* ÜBUNGSAUFGABE A: Entnehmen Sie dem zitierten Text unten wortgetreu die Passage, die bei den Worten „Seit 1874 präsentiert“ einsetzt, und hören Sie nach „Tütü und Spitzenhöschen.“ auf.
* ÜBUNGSAUFGABE B:
Beantworten Sie anhand des zitierten Textes unten die folgenden Fragen.
(i) Seit welchem Jahr präsentiert die Bühnenspielgemeinschaft alljährlich ihr Divertissementchen?
(ii) In welcher Sprache wird das Musical aufgeführt?
(iii) Wie viele Tänzer gehören aktuell zum Ballett?

* ZITIERTER TEXT:
----------------------------------------
Männer in Tütü und Spitzenhöschen

Collage aus verschiedenen Bildern, Büste Offenbach, Ballerina, Litfasssäule mit alten Opernplakaten, Ballerinakleid auf einem Ständer

Jedes Jahr auf’s Neue die gleiche Prozedur. Männer jeden Alters ziehen sich Spitzenhöschen und Kleider an um sich einem großen Publikum zu präsentieren. Doch warum tut Mann so etwas? Und das bereits seit 1874? Ein Projekt, dass Generationen verbindet, jedes Jahr über 30.000 Zuschauer in seinen Bann zieht und zu frenetischen Beifallsstürmen hinreißt, ist der Grund dafür. Die Vorstellungen sind meist ausverkauft, werden in der Presse mit Lob überhäuft und seit mehr als 25 Jahren im WDR Fernsehen übertragen.

Seit 1874 präsentiert die Bühnenspielgemeinschaft "Cäcilia Wolkenburg" des 1842 gegründeten Kölner Männer-Gesang-Vereins alljährlich ihr sogenanntes Divertissementchen. Dabei handelt es sich um ein Musical in kölscher Sprache, das während der Spielpause des Kölner Opernhauses in der Karnevalssession als "Welturaufführung" in der Kölner Oper aufgeführt wird. Die Bühnenspielgemeinschaft knüpft damit an frühere Zeiten an, in denen zwischen den einzelnen Szenen in der Opernaufführung eigens dafür komponierte Stücke gespielt wurden, um den Bühnenarbeitern Zeit für die Kulissenumbauten zu geben. Immer öfter wurden diese Zwischenspiele durch Darsteller bereichert, die vor dem geschlossenen Vorhang die Zuschauer während der Bühnenumbauten unterhielten. Da in den Stücken des Männergesangvereins auch Frauenrollen besetzt werden mussten, schlüpften die Männer kurzerhand in Tütü und Spitzenhöschen.

Seit Jahrzehnten auf der Bühne

In dem etwa einhundert Mitspieler umfassenden Ensemble sind mache  Darsteller heute schon seit Jahrzehnten dabei. Der älteste Darsteller ist schon fast 90 Jahre alt. 
Ein Mitspieler feiert dieses Jahr sein 50-Jähriges Bühnenjubiläum. Und das nicht als Sänger: Nein, mit 20 Jahren packte ihn die Liebe zum Ballett, dem er bis heute treu geblieben ist, ohne dass die Aufführungen um eine Attraktion ärmer wären. Aktuell gehören dreizehn Tänzer, die allesamt Laien sind, zum Ballett. Das jüngste Ballettmitglied ist 37. G.-K. Schwieren ist mit 75 der Älteste im Team. "Als ich vor 50 Jahren mit dem Tanzen anfing, war ich der Jüngste", sagt Schwieren, der seit mehr als 50 Jahren Mitglied im Kölner Männer-Gesang-Verein (KMGV) ist. Er wurde Präsident in dem Jahr, in dem die Bühnenspielgemeinschaft ihr 125 jähriges Bestehen feierte, also vor mehr als 20 Jahren. Die Cäcilia Wolkenburg ist nach seinen Worten "die schöne Tochter des KMGV".
----------------------------------------
* QUELLENAUSZUG:
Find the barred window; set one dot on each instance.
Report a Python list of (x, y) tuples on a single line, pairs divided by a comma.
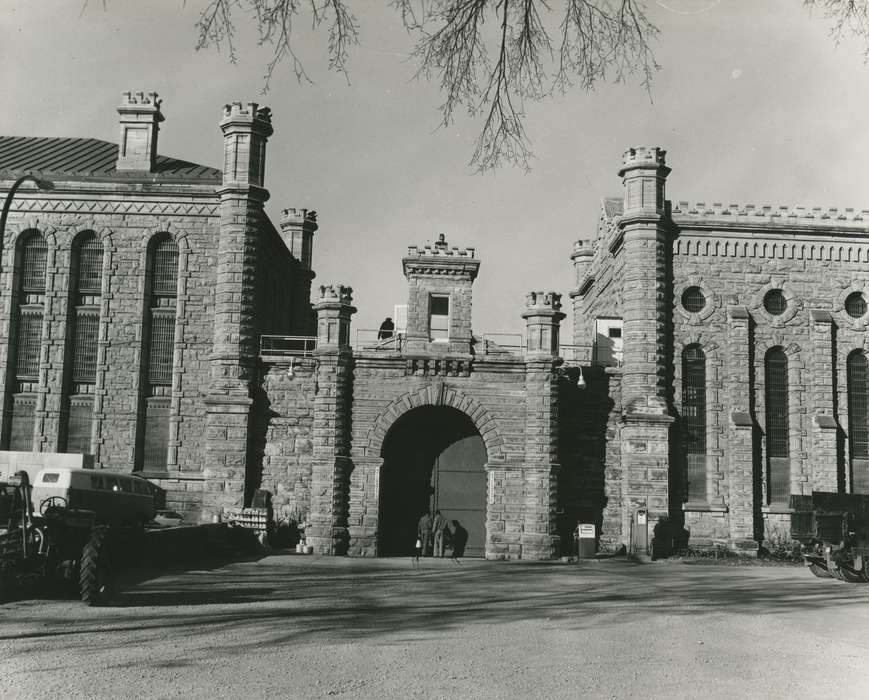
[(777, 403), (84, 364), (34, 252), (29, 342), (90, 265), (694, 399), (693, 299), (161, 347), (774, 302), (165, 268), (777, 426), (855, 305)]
----------------------------------------
* ANTWORT A:
Seit 1874 präsentiert die Bühnenspielgemeinschaft "Cäcilia Wolkenburg" des 1842 gegründeten Kölner Männer-Gesang-Vereins alljährlich ihr sogenanntes Divertissementchen. Dabei handelt es sich um ein Musical in kölscher Sprache, das während der Spielpause des Kölner Opernhauses in der Karnevalssession als "Welturaufführung" in der Kölner Oper aufgeführt wird. Die Bühnenspielgemeinschaft knüpft damit an frühere Zeiten an, in denen zwischen den einzelnen Szenen in der Opernaufführung eigens dafür komponierte Stücke gespielt wurden, um den Bühnenarbeitern Zeit für die Kulissenumbauten zu geben. Immer öfter wurden diese Zwischenspiele durch Darsteller bereichert, die vor dem geschlossenen Vorhang die Zuschauer während der Bühnenumbauten unterhielten. Da in den Stücken des Männergesangvereins auch Frauenrollen besetzt werden mussten, schlüpften die Männer kurzerhand in Tütü und Spitzenhöschen.

* ANTWORT B:
(i) Seit 1874.
(ii) In kölscher Sprache.
(iii) Dreizehn.